Excerpt provided -
"My Not So Trendy Zionist Identity" Spoken Word Poem

Talia Bodner’s spoken word performance at the Z3 Conference 2024 captures the anguish of confronting relentless waves of hate. Yet, woven within her words is a call for resilience, unity, and hope. This fight goes beyond survival—it’s about identity, courage, and building a strong, unbreakable ark for the Jewish people to navigate together. A must-watch for anyone committed to the future of Jewish peoplehood.

About Our Speaker:

Talia Bodner is a student from the Bay Area studying in the Joint Program with Columbia University and The Jewish Theological Seminary. She is majoring in Jewish Gender and Women’s Studies at JTS and Political Science at Columbia. Talia is the PR Chair for Columbia’s chapter of Students Supporting Israel and she is a Hillel Engagement Fellow and involved in multiple Hillel fellowships. Talia spent a gap year in Israel on Young Judaea Year Course, where she interned in the Knesset and volunteered teaching English to Israeli-Arab students in Tel Aviv. Talia is also a writer, and has performed spoken word poems at the November 2023 March for Israel at the National Mall in DC and at the World Zionist Organization’s 2023 Conference on Informal Education and Leadership in Jerusalem. She is also a blogger for the Times of Israel.


Video Transcript

Sometimes when I awake, it still feels like yesterday, even as weeks and months have slipped away. Sometimes, it still feels like I'm stuck in that day. As day after day, the sun rises and sets, but everything stays the same. When the only change I feel is the walls I've built, growing higher and higher to lock my broken heart away from the world.

I used to bear my heart like armor, wield it like a blade, until it shattered under the weight of so much hate unfurled. Because the world showed me evil like I had never seen before. Not just lurking across the globe on some far off shore. No, the evil, it came right up to me, knocking on my door. And I spent so long standing in its way, trying to push it back to where it hid before.

Material supplied -
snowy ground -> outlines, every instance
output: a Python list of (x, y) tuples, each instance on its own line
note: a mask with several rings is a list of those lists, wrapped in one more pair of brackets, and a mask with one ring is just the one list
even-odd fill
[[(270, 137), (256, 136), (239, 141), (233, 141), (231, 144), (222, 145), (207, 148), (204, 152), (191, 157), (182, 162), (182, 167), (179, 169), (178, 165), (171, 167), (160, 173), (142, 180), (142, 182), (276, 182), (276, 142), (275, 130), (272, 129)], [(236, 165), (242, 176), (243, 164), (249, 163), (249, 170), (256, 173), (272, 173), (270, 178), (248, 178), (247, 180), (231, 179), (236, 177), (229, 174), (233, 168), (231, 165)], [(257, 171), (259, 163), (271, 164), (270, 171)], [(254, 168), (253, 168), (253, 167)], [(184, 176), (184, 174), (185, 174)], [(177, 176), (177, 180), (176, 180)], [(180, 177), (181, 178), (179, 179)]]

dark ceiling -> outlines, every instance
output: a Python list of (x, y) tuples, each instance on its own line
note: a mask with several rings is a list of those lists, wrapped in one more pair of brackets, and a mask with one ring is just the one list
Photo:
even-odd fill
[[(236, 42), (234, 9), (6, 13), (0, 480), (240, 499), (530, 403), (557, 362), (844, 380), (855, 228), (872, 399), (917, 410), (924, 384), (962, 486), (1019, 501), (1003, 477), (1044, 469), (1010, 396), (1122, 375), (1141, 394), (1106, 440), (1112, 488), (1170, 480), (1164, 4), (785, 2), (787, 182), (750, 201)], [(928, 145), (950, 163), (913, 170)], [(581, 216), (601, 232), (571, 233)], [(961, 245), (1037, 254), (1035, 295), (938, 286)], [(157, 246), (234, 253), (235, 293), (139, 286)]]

What is expected - According to the spoken word poem page, where did Talia Bodner intern during her gap year in Israel?

Correct response - She interned in the Knesset.